# Instructions for the task
Please express the lines of the items as a numbered list, starting at the beginning of the items and ending at the line containing "x=105, y=269", with blank lines left out. Leave the pictures out of your answer.

# Dataset extract
● ● ● ● ●

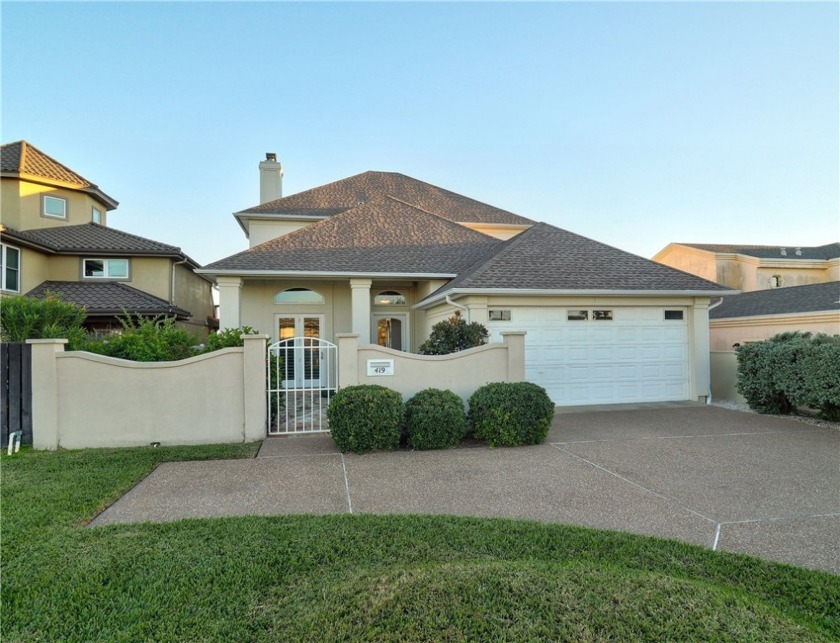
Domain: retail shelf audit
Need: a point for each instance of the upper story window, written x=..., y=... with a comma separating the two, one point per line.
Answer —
x=298, y=296
x=53, y=206
x=9, y=268
x=389, y=298
x=105, y=269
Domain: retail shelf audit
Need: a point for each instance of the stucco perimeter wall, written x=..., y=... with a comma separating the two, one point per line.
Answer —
x=84, y=400
x=724, y=373
x=461, y=372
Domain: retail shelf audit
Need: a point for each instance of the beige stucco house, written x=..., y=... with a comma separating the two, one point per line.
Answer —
x=748, y=268
x=755, y=316
x=56, y=238
x=386, y=256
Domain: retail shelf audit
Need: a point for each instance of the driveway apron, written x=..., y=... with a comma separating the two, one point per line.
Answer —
x=722, y=479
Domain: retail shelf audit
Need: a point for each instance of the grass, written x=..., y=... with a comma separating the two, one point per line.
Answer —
x=347, y=577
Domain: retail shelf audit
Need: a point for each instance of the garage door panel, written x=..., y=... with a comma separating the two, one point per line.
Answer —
x=637, y=356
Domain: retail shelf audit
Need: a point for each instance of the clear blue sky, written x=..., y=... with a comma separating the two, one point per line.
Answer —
x=636, y=124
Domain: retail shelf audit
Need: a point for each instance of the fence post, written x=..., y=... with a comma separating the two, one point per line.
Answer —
x=348, y=359
x=45, y=392
x=515, y=341
x=254, y=387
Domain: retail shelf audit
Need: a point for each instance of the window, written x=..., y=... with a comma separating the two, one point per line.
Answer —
x=389, y=298
x=106, y=268
x=498, y=315
x=54, y=207
x=298, y=296
x=10, y=269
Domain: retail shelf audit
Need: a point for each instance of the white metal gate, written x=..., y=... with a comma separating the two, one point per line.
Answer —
x=302, y=378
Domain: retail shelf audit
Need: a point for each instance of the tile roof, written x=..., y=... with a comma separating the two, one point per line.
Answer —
x=828, y=251
x=780, y=301
x=20, y=159
x=343, y=195
x=383, y=235
x=548, y=258
x=92, y=237
x=108, y=298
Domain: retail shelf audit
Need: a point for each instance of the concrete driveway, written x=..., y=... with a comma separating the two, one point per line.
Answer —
x=723, y=479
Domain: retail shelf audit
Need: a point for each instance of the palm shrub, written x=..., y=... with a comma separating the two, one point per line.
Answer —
x=511, y=413
x=791, y=370
x=366, y=418
x=435, y=419
x=453, y=335
x=146, y=339
x=23, y=318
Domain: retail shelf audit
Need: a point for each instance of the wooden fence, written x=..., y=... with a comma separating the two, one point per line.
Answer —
x=16, y=375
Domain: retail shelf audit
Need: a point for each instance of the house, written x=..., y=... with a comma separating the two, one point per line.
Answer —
x=748, y=268
x=56, y=239
x=386, y=256
x=755, y=316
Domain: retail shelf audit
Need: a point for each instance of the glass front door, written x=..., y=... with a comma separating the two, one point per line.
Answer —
x=302, y=357
x=389, y=331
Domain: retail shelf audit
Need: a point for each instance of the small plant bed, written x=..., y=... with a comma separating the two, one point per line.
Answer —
x=364, y=578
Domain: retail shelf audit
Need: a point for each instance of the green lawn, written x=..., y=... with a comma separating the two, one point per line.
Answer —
x=377, y=578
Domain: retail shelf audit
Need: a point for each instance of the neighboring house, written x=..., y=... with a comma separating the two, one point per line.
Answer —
x=748, y=268
x=754, y=316
x=386, y=256
x=56, y=239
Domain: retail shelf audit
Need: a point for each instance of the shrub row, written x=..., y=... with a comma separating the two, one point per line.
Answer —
x=370, y=417
x=790, y=371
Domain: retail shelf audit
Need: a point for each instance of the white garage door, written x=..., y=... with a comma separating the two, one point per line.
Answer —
x=603, y=355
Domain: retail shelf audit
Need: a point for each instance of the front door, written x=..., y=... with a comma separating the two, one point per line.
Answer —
x=302, y=367
x=389, y=331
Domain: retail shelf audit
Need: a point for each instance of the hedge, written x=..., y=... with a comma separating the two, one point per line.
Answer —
x=366, y=418
x=511, y=413
x=435, y=419
x=790, y=371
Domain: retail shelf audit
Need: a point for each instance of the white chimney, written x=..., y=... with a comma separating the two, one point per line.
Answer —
x=271, y=178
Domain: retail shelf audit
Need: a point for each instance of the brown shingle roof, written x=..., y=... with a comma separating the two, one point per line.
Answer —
x=340, y=196
x=23, y=160
x=548, y=258
x=92, y=237
x=383, y=235
x=108, y=298
x=780, y=301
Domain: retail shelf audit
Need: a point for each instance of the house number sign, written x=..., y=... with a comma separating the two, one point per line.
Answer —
x=380, y=367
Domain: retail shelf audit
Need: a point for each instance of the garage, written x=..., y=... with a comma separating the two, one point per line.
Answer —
x=602, y=354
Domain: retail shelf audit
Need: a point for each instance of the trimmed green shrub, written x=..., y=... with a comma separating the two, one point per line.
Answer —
x=23, y=318
x=453, y=335
x=146, y=339
x=366, y=418
x=791, y=370
x=435, y=419
x=227, y=338
x=511, y=413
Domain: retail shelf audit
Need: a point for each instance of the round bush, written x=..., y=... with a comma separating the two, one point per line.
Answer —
x=435, y=419
x=366, y=418
x=511, y=413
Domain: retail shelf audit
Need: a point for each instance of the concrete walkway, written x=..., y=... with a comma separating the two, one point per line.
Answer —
x=722, y=479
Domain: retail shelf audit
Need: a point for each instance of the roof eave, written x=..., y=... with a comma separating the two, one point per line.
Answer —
x=558, y=292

● ● ● ● ●

# Correct answer
1. Domain: retail shelf audit
2. Need: a point for each instance of the upper story window, written x=..., y=... with a comma separating the two, one point per line.
3. Answer —
4. x=298, y=296
5. x=53, y=206
6. x=9, y=268
7. x=389, y=298
8. x=105, y=269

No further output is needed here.